__Excerpt__.
begin

EDIT: 10 mins after posting this, I had a flash of inspiration. It uses a trick that’s been used here recently. I haven’t tested it out yet.

January 21st, 2014 at 11:13 pm

bc – 5(b+c) + 15 = 0 => (b – 5)(c – 5) = 10. Now 10 = 1 * 10 = 2 * 5. Noting that the expression is symmetric in b and c, WLOG either b – 5 = 1 and c – 5 = 10 or b – 5 = 2 and c – 5 = 5. In the first case b = 6 and c = 15, and in the second case b = 7 and c = 10.

If we also note that 10 = (-1)(-10) = (-2)(-5). In the first case we get b = 4 and c = -5. In the second case we get b = 3 and c = 0. These aren’t admissable for the kids ages. It is also clear that there are no other conceivable solutions. We also get that lot again but with b and c in reverse roles.

If q = 2 (=> a = 5) then we have bc – 13(b + c) + 89 = 0 =>

(b – 13)(c – 13) = 1*80 = 2*40 = 4*20 = 8*10 = 16*5. That’s 5 basic factor pair. Now double that because of the negative versions, and double again because we can write those factors in the reverse order, that’s 20 solutions. OTOH the equation is symmetric in b and c and we only allow positive integer solutions, we finally end up with 5 acceptable solutions. They require that the eldest is up to 94 years of age.

January 22nd, 2014 at 12:18 am

Now I’ve seen the solution and how easy it is, I see that everything Slavy said was spot on and I shouldn’t have wasted all that effort on parity-checking the equations.

Re-write the Diophantine equation in the very convenient form:

(b – (1 + 2q + 2q^2))(c – (1 + 2q + 2q^2)) = 2q^2 (2 + 2q + q^2)

a = 2q + 1 and d = b + c – (1 +2q + 2q^2) completes the scene.

end

__Data__.
begin

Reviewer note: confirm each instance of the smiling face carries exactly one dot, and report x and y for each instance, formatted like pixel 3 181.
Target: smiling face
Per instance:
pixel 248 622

end

__Set exercise 1__. In the forum thread on the Diophantine equation, how many acceptable solutions remain in the case q = 2?
__Set exercise 2__. Pick up the forum thread on the Diophantine equation after its final sentence and write the next post.

__Result 1__. Five acceptable solutions.

__Result 2__.
In the following the ± are always both + or both -. In the worst csase we have

(b – k)(c – k) = 2p, p prime, then beause 2p = (±1)(±2p) = (±2)(±p) the solutions are of the form b = k ± 1, c = k ± 2p and b = k ± 2, c = k ± p and double that if take b and c to be distinct.

I enjoyed doing this problem. But that’s enough from me (for now).

Later: Just me being tedious,

Let k = 1 + 2q + 2q^2 and r = 2q^2(1 +2q + 2q^2), then the Diophantine equation is (b – k)(c – k) = r.

a = 2q + 1 and d = b + c – k completes the problem.

q may be negative.

January 22nd, 2014 at 12:30 am

Aaargh. I’ve made a boo-boo somewhere. The RHS of the equation has at least three factors. Ho, hum!

January 22nd, 2014 at 2:03 am

I’m glad to see you’ve made it Chris Last post from mi side, too: The fastest way to solve a Diophantine equation is to express one of the variables as a function of the other and to use that the solution should be integral. For a=3, we have c=(5b-15)/(b-5)=5+10/(b-5) and since c is larger, b can be only 6 or 7. For a=5 we have c=13+80/(b-13). Now, since d=b+c-10, the latter is smallest when b+c is minimal, which in turn happens when the two ages are as close to each other as possible. Thus b-13=8 and c-13=10 leading to d=31. The formulas are basically the same as the one Chris produced, just the “focus” is a little bit changed and this is mainly what I wanted to comment on

January 22nd, 2014 at 7:31 am

Thank you Slavy. I agree that your integer solution technique has got a definite edge to it (it’s definitely more natural). I’d forgotten to do the analysis for the maximum age, so thanks for adding it.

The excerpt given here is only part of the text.